_REQUIRED ACTION 1_
In the passage on Japan's economy, what emerged after the zaibatsu were dissolved?
_REQUIRED ACTION 2_
Please decide whether each statement agrees with the passage on Japan's economy, answering yes or no and quoting the words that settle it: (a) The zaibatsu continued to operate after World War II. (b) The Korean War brought an economic boom to Japan. (c) Medium-sized and small enterprises were the most productive.

_EXERCISE PASSAGE_
▽

The nation has also benefited from economies of scale. Although medium-sized and small enterprises generated much of the nation's employment, large facilities were the most productive. Many industrial enterprises consolidated to form larger, more efficient units. Before World War II, large holding companies formed wealth groups, or zaibatsu, which dominated most industry. The zaibatsu were dissolved after the war, but keiretsu—large, modern industrial enterprise groupings—emerged. The coordination of activities within these groupings and the integration of smaller subcontractors into the groups enhanced industrial efficiency.

Circumstances beyond Japan's direct control contributed to its success. International conflicts tended to stimulate the Japanese economy until the devastation at the end of World War II. The Russo-Japanese War (1904-5), World War I (1914–18), the Korean War (1950–53), and the Second Indochina War (1954–75) brought economic booms to Japan. In addition, benign treatment from the United States after World War II facilitated the nation's reconstruction and growth.

△

_SOURCE DATA_
▽

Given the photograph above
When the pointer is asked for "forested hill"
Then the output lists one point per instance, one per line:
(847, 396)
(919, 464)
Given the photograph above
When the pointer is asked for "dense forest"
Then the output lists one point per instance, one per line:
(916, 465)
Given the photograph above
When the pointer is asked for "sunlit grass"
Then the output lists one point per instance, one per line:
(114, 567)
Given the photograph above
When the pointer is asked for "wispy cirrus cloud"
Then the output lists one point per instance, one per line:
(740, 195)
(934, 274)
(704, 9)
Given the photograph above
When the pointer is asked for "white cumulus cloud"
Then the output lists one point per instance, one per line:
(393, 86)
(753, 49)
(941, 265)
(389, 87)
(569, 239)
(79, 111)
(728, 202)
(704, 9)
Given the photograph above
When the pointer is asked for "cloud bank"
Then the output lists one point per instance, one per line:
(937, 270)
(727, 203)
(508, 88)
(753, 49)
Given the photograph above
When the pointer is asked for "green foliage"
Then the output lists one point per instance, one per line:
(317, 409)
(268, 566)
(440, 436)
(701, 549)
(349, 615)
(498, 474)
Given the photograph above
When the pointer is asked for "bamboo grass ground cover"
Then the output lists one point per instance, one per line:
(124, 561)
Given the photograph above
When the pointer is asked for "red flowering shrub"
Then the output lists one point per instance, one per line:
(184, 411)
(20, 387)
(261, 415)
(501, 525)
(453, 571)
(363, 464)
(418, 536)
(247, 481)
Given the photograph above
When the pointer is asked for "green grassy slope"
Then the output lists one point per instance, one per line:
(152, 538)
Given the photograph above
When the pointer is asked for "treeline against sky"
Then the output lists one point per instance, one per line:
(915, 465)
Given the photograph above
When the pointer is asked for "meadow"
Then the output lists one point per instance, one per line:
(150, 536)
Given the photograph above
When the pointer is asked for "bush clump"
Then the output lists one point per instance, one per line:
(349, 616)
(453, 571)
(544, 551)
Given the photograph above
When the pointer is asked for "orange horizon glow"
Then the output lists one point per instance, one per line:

△

_TASK ANSWER 1_
Keiretsu, which are large, modern industrial enterprise groupings.

_TASK ANSWER 2_
(a) No: "The zaibatsu were dissolved after the war"
(b) Yes: "the Korean War (1950–53), and the Second Indochina War (1954–75) brought economic booms to Japan"
(c) No: "large facilities were the most productive"